____ PASSAGE

# Home from China...



## Faery (Mar 20, 2013)

and I think my little girls turned into little boys while I was gone. What do you think? They are currently 14-15 weeks old.


----------



## GenFoe (Apr 3, 2013)

My male dark brahmas have super bright wattles and combs, like almost orangey red. I think you still have ladies


----------



## GenFoe (Apr 3, 2013)

And they are only 7 weeks old with larger combs.


----------



## Reinerchick (May 10, 2013)

Looks like hens to me


----------



## hennypenny68 (Apr 30, 2013)

I have 4 buff brahmas and there all hens your look just like mine I think there all hens.


----------



## Roslyn (Jun 21, 2012)

I vote for hens! I had two light brahmas in my first flock. My daughter picked them out and called them Snowball and Sunshine.

Snowball was a piece of work, she was HUGE, but laid tiny little eggs when she darn well felt like it. She would let my daughter pick her up, carry her around, sit her on her lap. Me? If I touched her in any way she pooped on me. Giant poops that she saved just for me. She was something.


----------



## GenFoe (Apr 3, 2013)

Hah! That's awesome. My chickens are so good with the kids, even the 1 1/2 year old. They will walk right up to them, rub up against them. I have to chase a chicken down or have food to touch them!


----------



## ThreeJ (Jun 28, 2012)

Look like hens to me.


----------

________
____ RECORD EXCERPTS

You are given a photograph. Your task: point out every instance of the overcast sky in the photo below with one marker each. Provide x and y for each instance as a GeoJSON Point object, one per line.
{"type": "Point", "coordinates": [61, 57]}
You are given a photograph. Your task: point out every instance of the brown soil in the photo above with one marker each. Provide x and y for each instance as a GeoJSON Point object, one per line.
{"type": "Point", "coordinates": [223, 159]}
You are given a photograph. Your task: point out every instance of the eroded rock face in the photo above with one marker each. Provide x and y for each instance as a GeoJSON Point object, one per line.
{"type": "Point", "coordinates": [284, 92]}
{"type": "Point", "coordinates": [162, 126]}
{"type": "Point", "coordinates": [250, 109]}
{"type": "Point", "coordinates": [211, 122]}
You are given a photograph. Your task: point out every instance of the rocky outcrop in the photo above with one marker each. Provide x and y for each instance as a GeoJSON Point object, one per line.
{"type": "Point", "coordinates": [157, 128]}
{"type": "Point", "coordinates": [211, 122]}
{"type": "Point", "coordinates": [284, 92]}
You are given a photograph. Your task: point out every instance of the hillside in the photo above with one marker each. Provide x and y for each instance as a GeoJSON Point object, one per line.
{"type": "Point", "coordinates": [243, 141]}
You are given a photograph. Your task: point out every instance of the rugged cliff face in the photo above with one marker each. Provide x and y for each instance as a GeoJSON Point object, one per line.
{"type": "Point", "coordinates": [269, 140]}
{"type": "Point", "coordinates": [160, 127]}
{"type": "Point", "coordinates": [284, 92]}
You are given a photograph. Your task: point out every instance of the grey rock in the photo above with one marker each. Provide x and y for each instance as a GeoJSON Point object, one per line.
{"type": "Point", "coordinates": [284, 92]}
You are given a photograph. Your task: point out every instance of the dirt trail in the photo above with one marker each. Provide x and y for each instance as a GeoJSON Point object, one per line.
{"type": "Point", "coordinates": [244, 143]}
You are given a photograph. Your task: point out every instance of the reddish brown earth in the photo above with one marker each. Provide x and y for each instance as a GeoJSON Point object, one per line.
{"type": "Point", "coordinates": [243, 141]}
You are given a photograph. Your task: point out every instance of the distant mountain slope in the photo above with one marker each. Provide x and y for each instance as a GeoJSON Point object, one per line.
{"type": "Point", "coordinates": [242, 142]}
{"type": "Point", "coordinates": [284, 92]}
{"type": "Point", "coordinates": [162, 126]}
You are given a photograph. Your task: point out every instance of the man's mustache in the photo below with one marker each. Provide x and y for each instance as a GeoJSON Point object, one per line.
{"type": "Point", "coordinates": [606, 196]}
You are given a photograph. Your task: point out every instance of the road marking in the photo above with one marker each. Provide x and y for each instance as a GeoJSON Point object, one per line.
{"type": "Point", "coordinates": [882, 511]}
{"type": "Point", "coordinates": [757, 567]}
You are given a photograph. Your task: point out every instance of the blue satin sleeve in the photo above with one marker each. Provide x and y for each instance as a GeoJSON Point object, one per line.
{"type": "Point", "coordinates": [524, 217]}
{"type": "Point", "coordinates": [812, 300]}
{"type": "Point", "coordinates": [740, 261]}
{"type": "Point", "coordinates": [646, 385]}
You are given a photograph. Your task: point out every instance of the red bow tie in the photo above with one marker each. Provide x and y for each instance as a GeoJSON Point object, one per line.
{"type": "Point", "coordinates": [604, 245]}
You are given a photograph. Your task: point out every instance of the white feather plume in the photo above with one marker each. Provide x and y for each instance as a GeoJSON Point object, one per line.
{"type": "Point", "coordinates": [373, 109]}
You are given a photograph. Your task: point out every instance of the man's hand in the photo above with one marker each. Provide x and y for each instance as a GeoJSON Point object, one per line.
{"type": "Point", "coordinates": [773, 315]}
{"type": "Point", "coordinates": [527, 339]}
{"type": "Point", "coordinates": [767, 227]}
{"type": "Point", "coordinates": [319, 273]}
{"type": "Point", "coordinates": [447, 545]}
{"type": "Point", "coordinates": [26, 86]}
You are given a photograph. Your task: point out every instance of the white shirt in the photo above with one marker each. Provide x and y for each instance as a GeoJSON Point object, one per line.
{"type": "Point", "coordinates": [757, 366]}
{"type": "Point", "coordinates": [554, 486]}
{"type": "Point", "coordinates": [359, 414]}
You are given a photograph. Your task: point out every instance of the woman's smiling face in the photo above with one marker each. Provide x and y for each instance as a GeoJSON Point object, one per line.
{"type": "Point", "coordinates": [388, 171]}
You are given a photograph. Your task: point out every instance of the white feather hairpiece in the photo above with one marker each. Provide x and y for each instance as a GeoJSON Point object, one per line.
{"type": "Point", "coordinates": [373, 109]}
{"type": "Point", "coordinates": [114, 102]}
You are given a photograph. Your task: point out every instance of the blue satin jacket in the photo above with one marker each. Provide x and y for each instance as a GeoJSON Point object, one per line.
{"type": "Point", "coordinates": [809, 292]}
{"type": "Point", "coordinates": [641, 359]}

________
____ RECORD EXCERPTS

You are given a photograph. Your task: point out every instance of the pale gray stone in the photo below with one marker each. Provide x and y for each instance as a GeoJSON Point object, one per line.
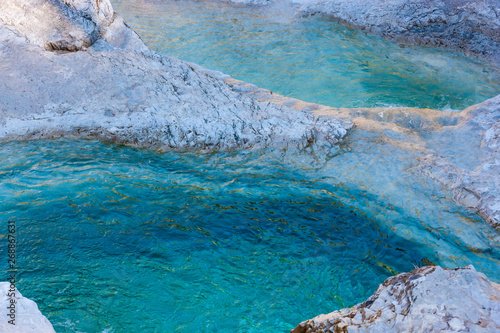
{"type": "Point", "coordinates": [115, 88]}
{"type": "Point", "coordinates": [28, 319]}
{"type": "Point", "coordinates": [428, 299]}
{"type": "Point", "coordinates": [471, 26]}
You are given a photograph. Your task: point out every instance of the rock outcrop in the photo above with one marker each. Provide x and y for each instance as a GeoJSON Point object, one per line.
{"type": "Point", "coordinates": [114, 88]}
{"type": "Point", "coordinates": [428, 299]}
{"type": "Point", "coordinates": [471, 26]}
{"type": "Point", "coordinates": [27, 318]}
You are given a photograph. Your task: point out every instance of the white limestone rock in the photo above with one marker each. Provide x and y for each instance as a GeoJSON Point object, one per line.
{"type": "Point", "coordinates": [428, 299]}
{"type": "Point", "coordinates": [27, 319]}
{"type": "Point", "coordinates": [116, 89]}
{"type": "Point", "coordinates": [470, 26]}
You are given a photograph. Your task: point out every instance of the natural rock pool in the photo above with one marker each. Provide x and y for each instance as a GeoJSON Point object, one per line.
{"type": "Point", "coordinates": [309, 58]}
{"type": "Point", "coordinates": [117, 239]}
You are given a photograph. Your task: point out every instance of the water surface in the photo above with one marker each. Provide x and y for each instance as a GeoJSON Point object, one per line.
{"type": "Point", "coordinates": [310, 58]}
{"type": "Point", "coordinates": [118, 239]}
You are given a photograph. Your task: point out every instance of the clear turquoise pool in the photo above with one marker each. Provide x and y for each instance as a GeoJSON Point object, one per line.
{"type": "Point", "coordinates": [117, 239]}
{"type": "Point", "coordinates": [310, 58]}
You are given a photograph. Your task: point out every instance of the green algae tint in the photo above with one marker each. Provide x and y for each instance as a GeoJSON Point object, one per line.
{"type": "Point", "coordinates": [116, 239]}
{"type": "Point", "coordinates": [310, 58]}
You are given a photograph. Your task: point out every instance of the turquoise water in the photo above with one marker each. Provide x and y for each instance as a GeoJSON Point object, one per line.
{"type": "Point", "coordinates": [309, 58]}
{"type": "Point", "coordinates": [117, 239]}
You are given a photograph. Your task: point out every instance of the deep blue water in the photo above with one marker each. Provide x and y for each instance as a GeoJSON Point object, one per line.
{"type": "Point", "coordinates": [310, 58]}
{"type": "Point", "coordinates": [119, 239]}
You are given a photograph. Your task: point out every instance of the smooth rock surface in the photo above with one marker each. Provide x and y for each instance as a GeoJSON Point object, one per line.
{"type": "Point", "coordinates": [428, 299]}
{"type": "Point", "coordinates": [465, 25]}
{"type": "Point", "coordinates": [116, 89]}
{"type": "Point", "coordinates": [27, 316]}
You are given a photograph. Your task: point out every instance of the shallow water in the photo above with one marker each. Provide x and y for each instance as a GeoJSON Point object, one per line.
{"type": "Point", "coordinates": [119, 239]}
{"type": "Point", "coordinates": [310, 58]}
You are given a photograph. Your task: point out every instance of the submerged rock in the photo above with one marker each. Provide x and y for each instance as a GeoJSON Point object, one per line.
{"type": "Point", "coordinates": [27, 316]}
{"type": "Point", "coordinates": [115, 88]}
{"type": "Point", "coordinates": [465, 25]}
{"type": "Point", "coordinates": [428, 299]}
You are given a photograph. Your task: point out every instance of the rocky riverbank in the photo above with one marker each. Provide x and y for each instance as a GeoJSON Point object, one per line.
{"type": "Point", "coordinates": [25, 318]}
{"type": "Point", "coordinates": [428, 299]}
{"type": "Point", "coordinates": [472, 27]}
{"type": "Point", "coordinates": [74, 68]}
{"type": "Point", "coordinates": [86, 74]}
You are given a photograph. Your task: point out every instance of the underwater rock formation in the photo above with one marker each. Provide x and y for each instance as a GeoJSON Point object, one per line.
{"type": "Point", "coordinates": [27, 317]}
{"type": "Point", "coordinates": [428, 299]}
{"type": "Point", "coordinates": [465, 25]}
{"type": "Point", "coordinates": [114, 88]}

________
____ RECORD EXCERPTS

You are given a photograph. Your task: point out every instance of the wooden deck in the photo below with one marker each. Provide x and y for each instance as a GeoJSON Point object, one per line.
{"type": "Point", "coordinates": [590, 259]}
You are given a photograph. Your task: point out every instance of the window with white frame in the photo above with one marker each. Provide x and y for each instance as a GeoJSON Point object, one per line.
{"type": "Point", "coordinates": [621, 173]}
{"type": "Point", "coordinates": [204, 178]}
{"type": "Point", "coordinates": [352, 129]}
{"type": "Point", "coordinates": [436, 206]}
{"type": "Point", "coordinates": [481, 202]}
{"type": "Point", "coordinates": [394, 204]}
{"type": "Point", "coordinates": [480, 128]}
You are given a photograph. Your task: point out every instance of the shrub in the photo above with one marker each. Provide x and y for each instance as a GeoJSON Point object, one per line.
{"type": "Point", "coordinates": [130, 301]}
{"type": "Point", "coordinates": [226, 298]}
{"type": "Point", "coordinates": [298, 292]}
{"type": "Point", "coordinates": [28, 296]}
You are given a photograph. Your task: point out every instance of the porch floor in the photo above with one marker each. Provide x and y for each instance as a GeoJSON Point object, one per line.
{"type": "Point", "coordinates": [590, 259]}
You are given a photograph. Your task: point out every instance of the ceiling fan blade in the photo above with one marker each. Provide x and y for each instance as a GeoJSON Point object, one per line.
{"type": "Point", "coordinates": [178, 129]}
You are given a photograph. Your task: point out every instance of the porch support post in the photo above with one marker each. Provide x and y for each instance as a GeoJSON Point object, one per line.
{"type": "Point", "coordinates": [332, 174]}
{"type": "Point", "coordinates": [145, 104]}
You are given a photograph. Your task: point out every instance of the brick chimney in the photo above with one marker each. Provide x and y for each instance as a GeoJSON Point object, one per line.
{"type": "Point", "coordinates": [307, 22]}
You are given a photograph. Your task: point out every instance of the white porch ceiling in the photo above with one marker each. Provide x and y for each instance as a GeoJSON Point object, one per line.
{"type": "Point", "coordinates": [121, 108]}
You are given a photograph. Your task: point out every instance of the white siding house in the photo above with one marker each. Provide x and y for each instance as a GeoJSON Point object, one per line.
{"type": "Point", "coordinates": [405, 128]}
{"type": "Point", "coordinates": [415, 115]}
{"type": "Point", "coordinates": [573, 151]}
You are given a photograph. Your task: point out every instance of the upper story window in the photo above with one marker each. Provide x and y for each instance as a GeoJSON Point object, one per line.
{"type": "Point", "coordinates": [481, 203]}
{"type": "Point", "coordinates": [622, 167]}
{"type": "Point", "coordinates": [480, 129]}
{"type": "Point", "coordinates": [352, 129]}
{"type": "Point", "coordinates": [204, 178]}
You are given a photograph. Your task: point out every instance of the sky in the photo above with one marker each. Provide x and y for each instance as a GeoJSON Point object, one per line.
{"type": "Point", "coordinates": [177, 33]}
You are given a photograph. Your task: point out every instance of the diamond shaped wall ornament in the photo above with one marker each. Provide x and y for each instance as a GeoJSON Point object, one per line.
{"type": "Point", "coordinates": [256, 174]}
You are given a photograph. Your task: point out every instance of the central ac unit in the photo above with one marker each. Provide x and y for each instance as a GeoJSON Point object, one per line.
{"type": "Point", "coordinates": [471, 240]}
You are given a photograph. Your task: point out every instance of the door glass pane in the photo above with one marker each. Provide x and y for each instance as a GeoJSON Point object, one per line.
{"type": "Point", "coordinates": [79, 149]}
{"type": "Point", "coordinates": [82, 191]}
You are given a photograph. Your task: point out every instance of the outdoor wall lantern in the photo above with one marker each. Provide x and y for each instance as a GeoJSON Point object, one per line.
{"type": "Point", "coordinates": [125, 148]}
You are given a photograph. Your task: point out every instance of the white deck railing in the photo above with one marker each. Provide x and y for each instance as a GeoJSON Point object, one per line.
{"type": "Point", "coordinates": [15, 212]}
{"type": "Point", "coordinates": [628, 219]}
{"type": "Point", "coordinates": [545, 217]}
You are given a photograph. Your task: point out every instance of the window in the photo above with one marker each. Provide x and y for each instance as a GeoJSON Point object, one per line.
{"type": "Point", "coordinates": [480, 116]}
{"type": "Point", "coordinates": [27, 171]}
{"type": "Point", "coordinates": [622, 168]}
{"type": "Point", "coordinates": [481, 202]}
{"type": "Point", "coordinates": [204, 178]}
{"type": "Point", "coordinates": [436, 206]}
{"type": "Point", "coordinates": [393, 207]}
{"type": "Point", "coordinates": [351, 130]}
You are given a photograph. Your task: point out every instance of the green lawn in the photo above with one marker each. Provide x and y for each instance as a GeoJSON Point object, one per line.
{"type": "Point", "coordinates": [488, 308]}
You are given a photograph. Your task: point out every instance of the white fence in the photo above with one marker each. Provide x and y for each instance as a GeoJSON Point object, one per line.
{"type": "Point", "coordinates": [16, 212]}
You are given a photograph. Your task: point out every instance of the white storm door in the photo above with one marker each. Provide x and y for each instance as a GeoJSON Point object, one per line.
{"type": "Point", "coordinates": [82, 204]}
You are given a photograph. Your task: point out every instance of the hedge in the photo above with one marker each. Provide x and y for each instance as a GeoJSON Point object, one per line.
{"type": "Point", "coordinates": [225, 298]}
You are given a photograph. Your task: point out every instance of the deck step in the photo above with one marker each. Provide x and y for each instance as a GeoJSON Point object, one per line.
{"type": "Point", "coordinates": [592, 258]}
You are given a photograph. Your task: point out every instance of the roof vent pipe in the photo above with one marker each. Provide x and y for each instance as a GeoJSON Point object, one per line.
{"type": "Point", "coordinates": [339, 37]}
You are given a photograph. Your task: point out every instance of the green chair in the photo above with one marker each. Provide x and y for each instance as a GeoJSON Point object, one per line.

________

§ **WHAT YOU NEED TO DO**:
1) Reproduce the stretch of the brahma thread from "# Home from" through "14-15 weeks old.".
2) Name every distinct username that posts in the brahma thread, listing each one once.
The records are separate from the brahma thread and do not relate to it.

§ **ANSWERS GIVEN**:
1)
# Home from China...



## Faery (Mar 20, 2013)

and I think my little girls turned into little boys while I was gone. What do you think? They are currently 14-15 weeks old.

2) Faery, GenFoe, Reinerchick, hennypenny68, Roslyn, ThreeJ